Listed records -
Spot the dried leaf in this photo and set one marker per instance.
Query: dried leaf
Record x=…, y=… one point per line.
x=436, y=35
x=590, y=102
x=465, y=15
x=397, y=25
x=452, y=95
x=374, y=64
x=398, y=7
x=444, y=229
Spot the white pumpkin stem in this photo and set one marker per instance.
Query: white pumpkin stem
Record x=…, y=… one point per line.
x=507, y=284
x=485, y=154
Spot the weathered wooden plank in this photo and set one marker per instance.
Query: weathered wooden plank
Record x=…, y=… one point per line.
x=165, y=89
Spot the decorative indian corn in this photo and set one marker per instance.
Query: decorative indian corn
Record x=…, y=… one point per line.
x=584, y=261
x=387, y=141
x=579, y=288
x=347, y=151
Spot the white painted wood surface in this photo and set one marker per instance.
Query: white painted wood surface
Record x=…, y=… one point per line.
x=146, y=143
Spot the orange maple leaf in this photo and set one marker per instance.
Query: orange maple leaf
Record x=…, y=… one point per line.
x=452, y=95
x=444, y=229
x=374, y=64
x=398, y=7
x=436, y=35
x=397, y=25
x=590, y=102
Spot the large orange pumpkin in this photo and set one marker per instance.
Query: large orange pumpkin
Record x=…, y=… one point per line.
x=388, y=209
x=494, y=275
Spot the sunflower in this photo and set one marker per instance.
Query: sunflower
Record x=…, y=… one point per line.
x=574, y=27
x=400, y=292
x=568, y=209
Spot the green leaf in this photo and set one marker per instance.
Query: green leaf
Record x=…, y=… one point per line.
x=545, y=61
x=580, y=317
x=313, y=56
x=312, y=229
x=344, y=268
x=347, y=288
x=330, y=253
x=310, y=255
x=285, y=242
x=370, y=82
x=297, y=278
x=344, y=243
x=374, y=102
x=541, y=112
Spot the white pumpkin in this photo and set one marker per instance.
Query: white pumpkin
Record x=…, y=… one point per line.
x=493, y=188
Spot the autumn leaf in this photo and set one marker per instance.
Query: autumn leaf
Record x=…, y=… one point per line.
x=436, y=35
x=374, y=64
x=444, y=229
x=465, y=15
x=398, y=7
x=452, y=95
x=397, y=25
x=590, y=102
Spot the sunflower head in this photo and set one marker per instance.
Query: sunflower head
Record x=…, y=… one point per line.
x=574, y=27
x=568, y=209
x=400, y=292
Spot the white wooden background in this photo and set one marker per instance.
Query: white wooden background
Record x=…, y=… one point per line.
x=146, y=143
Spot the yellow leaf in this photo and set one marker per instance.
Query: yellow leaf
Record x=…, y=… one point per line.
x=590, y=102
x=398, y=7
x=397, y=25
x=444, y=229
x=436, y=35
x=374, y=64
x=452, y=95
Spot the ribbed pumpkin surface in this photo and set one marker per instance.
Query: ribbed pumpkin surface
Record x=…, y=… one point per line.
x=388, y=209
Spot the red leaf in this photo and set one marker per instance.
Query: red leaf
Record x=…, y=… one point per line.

* * *

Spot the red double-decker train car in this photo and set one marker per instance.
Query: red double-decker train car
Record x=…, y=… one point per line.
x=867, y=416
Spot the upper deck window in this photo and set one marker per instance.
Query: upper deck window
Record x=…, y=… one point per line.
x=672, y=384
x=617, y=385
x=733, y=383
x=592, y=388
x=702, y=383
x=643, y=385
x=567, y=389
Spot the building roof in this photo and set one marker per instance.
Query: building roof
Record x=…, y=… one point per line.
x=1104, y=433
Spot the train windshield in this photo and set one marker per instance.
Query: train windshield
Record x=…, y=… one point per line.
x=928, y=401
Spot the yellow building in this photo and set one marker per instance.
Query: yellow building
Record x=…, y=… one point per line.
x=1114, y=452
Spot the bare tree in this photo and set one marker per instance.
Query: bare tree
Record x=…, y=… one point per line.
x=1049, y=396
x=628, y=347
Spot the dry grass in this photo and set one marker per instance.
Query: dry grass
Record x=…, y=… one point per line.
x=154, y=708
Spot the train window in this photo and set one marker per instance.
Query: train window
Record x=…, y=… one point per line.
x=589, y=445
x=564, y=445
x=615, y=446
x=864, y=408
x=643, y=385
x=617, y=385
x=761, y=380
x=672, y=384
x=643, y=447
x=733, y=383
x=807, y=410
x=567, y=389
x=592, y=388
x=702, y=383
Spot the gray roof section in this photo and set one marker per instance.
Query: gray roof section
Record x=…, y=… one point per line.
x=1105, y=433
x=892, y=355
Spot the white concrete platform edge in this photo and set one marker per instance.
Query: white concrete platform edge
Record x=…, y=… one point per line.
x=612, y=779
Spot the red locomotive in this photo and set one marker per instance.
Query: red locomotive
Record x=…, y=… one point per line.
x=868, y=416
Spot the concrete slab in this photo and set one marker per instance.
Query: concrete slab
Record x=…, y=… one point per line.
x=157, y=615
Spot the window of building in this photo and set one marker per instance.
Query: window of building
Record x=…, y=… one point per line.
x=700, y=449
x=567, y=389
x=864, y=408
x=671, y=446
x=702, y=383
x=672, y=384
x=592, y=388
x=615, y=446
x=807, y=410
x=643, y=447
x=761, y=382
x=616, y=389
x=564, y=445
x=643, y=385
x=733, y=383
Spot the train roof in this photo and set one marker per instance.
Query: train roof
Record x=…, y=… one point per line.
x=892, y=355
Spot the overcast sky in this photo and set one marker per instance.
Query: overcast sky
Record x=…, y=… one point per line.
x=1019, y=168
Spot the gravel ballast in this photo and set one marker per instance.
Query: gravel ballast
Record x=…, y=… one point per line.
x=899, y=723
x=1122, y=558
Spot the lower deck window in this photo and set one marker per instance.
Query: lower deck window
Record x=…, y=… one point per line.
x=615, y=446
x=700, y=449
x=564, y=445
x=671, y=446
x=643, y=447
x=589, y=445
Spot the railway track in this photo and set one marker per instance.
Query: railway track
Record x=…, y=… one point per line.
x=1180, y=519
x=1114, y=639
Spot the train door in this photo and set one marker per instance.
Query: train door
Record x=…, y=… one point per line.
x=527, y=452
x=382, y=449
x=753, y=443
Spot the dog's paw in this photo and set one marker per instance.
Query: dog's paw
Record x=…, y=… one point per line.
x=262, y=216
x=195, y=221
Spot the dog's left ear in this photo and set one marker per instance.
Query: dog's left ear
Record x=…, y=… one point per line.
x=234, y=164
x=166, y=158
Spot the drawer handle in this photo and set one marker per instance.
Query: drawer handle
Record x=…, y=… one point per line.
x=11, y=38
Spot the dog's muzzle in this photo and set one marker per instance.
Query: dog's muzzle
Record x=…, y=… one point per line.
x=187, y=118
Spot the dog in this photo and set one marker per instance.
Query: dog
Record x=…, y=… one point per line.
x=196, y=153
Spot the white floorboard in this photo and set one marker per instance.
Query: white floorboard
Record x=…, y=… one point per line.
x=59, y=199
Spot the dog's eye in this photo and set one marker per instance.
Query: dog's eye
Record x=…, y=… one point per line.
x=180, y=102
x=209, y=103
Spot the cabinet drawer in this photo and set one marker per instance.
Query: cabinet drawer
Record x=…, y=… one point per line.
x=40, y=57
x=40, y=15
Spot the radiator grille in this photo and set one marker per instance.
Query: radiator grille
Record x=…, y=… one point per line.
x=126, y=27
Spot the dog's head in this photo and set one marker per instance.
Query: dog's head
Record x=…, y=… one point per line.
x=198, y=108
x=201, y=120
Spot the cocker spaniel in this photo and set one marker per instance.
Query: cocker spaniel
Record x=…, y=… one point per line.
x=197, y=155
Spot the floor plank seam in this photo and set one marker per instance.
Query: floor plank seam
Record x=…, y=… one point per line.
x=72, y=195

Exercise objective -
Collect every line of the material above that contains the string "decker", matching uppercase and lowercase exactly.

Answer -
Spot the red double-decker train car in this photo and set one marker per instance.
Query: red double-decker train car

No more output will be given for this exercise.